STATED EXERCISE: List every line of the listing below that contains the word "window", copying each line in full.
* * * *
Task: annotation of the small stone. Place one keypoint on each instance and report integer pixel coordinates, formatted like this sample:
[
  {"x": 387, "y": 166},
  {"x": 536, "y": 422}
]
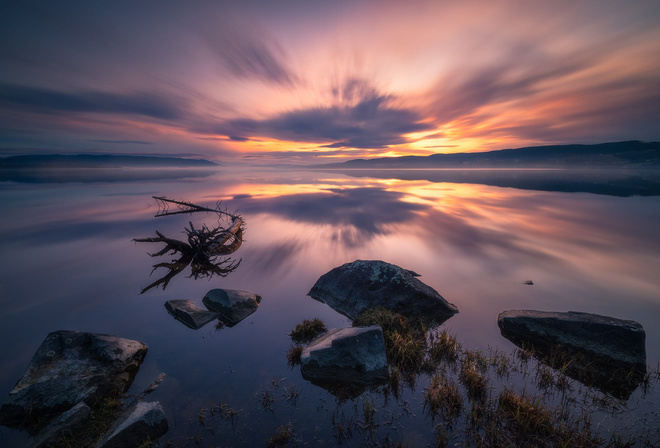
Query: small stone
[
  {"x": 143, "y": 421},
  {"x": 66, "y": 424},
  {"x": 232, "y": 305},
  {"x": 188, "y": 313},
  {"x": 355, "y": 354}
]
* * * *
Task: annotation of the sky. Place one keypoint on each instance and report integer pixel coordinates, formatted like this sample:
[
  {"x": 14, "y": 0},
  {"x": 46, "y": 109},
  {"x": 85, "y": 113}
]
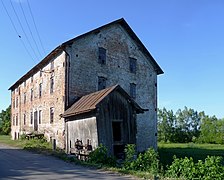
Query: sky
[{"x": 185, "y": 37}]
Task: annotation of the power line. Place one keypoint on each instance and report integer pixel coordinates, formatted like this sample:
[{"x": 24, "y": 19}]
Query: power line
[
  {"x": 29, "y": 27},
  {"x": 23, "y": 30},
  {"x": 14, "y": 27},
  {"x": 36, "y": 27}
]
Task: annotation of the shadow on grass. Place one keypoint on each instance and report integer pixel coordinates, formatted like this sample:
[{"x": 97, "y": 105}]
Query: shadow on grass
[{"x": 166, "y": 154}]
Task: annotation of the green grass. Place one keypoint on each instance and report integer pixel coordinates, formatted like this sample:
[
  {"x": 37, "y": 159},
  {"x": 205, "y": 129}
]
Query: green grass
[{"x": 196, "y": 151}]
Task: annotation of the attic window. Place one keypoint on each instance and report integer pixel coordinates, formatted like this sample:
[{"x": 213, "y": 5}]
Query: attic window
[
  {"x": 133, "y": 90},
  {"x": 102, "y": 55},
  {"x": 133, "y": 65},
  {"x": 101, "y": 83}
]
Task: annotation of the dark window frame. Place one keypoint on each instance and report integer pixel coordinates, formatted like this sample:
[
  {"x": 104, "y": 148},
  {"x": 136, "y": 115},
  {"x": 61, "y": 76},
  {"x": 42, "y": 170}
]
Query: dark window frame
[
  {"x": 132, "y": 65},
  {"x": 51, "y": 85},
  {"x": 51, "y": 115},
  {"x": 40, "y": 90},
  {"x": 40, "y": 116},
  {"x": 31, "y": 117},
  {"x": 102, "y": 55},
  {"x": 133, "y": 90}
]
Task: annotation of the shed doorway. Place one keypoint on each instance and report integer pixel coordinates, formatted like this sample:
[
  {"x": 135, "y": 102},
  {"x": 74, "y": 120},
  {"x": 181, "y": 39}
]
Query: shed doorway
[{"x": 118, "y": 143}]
* * * *
TASK RESULT:
Task: annotation of the attic window. Place one keypoint on each instance and report integer pixel coordinates, formatted like this sample:
Query: attic window
Task: annotation of the dark window frame. Place one keypoint on each instance and report integer pixel coordinates, formatted like this sample:
Query: dark window frame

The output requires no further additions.